What needs to be done. Reproduce the lines of the items below word for word, starting at the line containing "Kindly give the mask of every instance of the white" and ending at the line containing "242 255 L 231", both included.

Records to use.
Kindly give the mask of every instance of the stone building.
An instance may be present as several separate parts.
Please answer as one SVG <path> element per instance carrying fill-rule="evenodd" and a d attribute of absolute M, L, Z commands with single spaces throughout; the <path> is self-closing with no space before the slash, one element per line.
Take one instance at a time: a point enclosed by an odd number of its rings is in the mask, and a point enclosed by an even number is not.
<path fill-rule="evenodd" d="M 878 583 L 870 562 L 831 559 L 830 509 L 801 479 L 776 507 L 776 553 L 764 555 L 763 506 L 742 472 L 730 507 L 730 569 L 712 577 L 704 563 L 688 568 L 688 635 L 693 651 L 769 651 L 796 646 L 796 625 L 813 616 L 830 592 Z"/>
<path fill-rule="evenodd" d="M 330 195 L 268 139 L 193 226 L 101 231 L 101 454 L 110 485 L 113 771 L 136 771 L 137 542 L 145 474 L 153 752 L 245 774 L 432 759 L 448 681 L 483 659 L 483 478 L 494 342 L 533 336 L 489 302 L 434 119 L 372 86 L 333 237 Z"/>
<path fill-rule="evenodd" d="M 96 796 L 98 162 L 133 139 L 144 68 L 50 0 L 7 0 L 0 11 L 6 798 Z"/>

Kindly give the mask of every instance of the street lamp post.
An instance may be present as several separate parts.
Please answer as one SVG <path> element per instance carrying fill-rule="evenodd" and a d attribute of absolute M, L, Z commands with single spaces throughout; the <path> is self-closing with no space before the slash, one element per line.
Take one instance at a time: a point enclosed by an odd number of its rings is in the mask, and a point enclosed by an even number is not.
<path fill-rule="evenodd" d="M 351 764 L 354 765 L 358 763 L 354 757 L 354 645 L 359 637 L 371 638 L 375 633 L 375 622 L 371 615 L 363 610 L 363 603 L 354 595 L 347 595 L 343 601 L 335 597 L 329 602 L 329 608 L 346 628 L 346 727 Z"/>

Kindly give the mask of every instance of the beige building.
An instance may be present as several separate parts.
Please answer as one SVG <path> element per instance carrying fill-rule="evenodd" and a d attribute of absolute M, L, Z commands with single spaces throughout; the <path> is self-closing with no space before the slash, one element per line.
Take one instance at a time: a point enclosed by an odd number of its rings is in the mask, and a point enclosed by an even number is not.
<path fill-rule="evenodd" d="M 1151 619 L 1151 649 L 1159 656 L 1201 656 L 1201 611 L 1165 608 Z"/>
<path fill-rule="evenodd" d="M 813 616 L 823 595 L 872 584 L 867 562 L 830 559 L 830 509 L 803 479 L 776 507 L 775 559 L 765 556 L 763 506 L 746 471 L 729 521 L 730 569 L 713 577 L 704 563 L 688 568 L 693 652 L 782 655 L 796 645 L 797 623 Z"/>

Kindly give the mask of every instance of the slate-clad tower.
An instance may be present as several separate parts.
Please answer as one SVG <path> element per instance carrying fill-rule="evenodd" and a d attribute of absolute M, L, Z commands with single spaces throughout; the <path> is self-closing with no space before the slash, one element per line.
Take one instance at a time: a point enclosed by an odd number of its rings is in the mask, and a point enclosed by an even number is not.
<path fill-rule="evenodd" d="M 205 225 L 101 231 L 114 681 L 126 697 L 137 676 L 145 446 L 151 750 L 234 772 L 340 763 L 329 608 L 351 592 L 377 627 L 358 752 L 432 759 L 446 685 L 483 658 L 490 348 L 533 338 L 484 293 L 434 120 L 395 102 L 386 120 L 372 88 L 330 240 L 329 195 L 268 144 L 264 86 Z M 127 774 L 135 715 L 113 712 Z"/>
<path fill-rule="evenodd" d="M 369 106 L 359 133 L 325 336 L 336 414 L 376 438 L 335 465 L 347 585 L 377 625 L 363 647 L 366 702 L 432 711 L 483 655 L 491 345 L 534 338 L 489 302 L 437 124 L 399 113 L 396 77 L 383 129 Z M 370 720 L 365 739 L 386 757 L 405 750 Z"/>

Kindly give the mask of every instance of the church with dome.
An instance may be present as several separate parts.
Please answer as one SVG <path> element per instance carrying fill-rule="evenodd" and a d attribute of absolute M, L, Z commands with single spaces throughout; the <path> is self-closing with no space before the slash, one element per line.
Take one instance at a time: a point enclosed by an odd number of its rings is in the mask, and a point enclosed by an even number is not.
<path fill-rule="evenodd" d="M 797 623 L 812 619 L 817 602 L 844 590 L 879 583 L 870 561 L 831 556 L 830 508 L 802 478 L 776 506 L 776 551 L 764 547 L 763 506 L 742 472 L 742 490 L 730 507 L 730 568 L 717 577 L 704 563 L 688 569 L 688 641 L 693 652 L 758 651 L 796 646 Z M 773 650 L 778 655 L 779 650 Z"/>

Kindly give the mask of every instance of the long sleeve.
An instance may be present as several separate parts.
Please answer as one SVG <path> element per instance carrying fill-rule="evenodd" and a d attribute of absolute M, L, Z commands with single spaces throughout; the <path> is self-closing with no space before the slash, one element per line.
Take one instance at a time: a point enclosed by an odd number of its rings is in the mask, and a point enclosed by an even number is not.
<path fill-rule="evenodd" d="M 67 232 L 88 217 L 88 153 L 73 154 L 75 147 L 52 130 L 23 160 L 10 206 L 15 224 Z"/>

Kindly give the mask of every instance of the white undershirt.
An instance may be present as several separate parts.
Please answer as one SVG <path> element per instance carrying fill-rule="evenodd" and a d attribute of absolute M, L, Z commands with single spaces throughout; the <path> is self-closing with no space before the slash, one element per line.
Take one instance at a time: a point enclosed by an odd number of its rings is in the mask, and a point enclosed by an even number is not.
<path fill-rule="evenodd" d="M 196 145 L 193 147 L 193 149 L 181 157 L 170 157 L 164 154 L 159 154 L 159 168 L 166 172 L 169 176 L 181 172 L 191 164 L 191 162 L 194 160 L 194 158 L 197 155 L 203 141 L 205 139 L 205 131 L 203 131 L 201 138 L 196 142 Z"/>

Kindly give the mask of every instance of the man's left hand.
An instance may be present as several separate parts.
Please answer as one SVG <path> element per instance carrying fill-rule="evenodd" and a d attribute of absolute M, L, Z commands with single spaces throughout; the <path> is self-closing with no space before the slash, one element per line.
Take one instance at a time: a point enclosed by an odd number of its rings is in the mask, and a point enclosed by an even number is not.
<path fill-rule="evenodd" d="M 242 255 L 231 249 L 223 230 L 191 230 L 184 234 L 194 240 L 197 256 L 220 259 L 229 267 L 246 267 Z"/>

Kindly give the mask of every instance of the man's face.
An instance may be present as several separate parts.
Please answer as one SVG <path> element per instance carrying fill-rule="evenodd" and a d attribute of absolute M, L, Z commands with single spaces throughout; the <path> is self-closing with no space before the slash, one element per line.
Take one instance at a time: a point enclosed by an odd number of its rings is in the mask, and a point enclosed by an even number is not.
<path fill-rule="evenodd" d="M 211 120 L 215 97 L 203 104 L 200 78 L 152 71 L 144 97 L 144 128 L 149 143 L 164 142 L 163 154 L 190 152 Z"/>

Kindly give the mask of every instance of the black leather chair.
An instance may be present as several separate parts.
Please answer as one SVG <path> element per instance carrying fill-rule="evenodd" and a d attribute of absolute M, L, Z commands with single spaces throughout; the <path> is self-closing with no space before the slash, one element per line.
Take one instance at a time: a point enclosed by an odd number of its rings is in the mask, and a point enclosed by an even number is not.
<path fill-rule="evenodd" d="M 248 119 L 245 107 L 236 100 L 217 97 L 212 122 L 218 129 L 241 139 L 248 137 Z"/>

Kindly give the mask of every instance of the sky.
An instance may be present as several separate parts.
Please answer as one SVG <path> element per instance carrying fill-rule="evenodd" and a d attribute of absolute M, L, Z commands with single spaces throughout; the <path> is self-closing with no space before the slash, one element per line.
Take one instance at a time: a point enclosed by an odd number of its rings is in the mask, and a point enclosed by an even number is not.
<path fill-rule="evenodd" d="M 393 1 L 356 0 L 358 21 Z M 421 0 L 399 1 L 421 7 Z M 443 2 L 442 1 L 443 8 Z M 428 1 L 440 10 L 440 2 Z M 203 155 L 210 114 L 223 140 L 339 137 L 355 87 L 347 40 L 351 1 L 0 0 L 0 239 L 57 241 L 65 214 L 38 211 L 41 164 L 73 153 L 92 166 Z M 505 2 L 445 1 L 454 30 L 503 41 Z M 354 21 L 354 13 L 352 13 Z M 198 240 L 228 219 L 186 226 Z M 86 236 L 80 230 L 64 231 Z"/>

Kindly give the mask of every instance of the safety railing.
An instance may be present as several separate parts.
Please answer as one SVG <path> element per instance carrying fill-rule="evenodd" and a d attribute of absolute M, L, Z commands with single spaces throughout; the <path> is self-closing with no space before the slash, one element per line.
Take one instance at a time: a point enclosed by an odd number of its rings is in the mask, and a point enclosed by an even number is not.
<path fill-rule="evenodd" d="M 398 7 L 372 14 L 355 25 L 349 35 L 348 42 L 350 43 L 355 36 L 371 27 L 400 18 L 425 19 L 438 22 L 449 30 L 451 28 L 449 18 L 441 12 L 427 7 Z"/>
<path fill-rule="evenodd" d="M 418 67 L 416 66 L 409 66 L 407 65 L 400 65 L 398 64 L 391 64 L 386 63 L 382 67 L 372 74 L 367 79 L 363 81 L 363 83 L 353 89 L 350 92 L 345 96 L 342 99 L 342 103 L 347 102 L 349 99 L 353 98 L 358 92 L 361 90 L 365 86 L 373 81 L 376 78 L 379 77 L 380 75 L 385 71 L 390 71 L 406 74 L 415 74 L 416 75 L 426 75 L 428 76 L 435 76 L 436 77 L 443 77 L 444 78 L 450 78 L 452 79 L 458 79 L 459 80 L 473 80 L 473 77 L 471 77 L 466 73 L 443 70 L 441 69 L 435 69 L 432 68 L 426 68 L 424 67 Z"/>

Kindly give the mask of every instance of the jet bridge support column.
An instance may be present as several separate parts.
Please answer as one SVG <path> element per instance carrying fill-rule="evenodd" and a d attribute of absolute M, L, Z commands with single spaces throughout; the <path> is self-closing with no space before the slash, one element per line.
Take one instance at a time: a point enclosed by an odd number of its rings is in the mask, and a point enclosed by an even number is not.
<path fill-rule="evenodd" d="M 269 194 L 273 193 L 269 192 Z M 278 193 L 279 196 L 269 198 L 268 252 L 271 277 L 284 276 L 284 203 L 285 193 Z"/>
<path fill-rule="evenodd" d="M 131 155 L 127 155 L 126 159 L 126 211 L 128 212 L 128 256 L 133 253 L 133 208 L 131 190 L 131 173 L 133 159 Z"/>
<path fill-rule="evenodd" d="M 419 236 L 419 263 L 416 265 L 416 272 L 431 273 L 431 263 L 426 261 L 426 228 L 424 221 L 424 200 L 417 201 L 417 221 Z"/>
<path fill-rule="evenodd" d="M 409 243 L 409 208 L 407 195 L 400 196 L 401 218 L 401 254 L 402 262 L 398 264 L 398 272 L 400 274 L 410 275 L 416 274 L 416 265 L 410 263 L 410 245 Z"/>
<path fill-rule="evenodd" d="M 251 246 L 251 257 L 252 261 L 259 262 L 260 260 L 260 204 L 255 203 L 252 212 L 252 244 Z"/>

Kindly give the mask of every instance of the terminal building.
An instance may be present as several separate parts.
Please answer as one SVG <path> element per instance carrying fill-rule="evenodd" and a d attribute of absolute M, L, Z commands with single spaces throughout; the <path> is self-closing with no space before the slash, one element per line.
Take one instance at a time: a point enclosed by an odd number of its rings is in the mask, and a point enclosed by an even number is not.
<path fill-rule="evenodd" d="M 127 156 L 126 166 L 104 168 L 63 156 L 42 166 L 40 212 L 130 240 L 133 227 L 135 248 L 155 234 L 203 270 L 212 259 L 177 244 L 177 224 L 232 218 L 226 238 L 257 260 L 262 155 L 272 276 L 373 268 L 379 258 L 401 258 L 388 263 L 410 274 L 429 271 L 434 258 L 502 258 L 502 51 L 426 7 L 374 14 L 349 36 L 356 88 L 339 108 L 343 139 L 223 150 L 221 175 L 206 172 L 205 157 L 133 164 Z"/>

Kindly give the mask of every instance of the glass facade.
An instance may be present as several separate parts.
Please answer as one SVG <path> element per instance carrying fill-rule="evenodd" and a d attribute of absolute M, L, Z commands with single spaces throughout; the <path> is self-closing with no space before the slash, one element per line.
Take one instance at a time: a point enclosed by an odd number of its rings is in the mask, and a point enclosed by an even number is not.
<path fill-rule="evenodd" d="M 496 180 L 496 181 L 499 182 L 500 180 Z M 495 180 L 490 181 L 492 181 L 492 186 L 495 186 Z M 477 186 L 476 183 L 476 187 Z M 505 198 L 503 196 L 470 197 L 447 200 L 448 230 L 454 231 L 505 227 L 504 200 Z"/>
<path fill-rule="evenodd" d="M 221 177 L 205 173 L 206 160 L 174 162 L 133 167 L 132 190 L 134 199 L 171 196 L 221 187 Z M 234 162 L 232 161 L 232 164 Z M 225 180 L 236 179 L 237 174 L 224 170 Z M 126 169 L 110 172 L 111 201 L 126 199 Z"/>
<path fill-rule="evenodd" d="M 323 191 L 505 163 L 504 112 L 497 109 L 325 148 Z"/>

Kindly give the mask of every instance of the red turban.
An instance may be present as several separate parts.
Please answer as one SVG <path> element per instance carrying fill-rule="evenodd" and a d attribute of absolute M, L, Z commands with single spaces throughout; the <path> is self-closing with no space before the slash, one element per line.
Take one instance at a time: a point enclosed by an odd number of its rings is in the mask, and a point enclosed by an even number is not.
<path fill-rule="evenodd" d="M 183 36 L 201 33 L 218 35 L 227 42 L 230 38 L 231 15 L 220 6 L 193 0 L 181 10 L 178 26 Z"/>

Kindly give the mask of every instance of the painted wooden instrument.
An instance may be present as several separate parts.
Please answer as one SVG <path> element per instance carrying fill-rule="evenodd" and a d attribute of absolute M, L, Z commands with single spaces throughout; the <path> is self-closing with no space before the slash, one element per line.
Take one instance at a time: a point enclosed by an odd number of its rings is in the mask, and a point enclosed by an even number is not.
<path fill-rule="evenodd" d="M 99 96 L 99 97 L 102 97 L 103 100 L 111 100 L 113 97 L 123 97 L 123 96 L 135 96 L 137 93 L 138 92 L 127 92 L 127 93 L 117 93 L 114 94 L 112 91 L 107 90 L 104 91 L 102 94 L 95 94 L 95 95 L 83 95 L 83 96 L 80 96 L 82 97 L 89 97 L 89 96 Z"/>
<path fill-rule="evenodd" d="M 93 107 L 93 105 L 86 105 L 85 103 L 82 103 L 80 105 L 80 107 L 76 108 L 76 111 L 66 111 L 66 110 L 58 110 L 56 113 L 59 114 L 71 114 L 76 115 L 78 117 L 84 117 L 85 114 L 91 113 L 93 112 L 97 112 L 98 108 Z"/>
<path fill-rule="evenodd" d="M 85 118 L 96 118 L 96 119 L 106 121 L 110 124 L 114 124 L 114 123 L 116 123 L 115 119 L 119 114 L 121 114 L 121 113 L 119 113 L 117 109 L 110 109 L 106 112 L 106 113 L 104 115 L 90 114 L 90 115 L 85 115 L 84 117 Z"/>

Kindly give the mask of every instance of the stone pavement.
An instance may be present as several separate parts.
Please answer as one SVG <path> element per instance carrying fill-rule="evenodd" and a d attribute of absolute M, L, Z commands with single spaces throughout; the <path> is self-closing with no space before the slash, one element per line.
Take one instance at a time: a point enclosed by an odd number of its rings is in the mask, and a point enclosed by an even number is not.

Result for this exercise.
Kindly give the mask of every instance of the white undershirt.
An instance may be present as several separate parts.
Please answer as one SVG <path> element per instance carrying fill-rule="evenodd" and a d attribute of absolute M, L, Z commands with single spaces throughout; the <path> is self-closing with no space before the slash, one element per line.
Take one instance at a time: a point enclosed by an odd number of its rings is in the mask, and a point enclosed by an even number is not.
<path fill-rule="evenodd" d="M 196 145 L 193 147 L 193 149 L 181 157 L 170 157 L 164 154 L 159 154 L 159 168 L 166 172 L 169 176 L 181 172 L 191 164 L 191 162 L 194 160 L 194 158 L 197 155 L 203 141 L 205 139 L 205 131 L 203 131 L 201 138 L 196 142 Z"/>

Kindly give the mask of every instance of the man's left hand.
An instance may be present as several separate parts.
Please answer as one SVG <path> element per instance carrying fill-rule="evenodd" and a d attribute of absolute M, L, Z commands with single spaces throughout; the <path> is self-closing with no space before the slash, one element per line.
Take one instance at a time: a point enclosed by an odd number of its rings is in the mask, and a point enclosed by an even number is not.
<path fill-rule="evenodd" d="M 242 255 L 231 249 L 223 230 L 191 230 L 184 234 L 194 240 L 197 256 L 220 259 L 229 267 L 246 267 Z"/>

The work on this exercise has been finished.